REQUIRED TASK A - From the rows below, pick out every line that contains the string "palm", matching case exactly.
REQUIRED TASK B - Pick up the GKE Autopilot right-sizing guide below after its final sentence and continue it.

DOCUMENT SEGMENT -
GKE Autopilot Right-Sizing: VPA Configuration Guide

Most teams migrating from GKE Standard to Autopilot discover the billing model has fundamentally changed, and then carry on deploying workloads exactly as before. On Standard, over-provisioned requests are absorbed into node-level billing and largely invisible. On Autopilot, every millicore and mebibyte of pod request is a direct line item. Padding requests “just in case” is no longer a harmless habit; it is a recurring charge with no ceiling.

The fix is not to guess more accurately. Treat resource requests as something you measure and converge on, using the Vertical Pod Autoscaler as your instrument. VPA is enabled by default on all Autopilot clusters; what most teams are missing is a structured workflow to actually use it.

SOURCE DATA -
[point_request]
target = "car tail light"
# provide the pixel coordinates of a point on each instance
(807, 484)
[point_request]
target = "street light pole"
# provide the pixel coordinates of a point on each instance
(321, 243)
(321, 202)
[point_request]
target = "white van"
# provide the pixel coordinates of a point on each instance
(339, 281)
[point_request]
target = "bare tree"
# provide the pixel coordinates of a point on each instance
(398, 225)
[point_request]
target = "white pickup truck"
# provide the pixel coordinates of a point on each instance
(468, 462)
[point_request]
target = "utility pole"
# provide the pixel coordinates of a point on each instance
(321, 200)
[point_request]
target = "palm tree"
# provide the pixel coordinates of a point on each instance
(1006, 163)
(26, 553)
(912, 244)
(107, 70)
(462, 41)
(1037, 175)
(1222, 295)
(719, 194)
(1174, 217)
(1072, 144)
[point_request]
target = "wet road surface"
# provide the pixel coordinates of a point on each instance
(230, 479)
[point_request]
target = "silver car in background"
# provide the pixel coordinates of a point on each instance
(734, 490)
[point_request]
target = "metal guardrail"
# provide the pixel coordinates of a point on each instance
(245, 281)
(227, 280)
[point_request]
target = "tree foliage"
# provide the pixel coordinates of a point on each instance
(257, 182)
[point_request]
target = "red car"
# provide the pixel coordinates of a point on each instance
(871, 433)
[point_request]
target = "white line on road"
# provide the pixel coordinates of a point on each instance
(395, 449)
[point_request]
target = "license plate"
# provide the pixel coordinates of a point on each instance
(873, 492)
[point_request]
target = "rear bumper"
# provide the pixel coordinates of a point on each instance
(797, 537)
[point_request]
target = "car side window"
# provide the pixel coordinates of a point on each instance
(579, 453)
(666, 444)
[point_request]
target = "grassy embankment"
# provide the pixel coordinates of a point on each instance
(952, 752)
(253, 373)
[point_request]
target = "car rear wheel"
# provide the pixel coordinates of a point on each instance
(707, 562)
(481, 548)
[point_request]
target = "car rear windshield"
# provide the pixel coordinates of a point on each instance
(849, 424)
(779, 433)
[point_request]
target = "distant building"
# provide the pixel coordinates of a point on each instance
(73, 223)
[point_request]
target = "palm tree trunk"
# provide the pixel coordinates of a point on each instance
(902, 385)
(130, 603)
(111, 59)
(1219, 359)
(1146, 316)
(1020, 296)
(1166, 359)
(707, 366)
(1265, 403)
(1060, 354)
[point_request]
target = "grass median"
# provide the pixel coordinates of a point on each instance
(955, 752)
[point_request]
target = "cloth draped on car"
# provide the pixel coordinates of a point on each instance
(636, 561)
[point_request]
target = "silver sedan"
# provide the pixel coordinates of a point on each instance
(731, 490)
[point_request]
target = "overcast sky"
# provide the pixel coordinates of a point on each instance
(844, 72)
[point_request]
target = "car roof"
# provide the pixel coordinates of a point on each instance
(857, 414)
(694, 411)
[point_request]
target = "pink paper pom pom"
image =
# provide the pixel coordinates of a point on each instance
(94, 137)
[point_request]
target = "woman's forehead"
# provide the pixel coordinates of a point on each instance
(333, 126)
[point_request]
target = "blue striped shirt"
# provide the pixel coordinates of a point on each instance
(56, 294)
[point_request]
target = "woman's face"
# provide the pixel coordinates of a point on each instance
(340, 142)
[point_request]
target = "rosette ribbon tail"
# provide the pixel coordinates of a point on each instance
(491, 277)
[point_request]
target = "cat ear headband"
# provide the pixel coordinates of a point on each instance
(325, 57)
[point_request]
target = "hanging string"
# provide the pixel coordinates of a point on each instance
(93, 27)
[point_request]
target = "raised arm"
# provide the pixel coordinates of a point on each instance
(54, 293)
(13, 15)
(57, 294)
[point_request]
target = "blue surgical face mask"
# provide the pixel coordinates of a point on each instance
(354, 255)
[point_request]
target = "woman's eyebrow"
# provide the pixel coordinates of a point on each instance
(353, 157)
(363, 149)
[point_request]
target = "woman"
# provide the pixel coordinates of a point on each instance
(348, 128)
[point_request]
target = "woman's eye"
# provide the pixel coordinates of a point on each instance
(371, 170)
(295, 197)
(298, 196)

REPLY A -
target = "palm tree"
target = "palm tree trunk"

REPLY B -
A side-by-side diagram comparing GKE Standard and GKE Autopilot billing
models in a data centre setting. On the left, multiple container boxes
sit inside a single transparent node boundary with one shared price tag
labelled Billing, and excess empty space is labelled Waste absorbed. On
the right, individual container boxes sit outside any enclosing boundary,
each with its own price tag, and unused space per container is labelled
Billed. A caption reads: On Standard, waste hides in node headroom. On
Autopilot, every request is a line item.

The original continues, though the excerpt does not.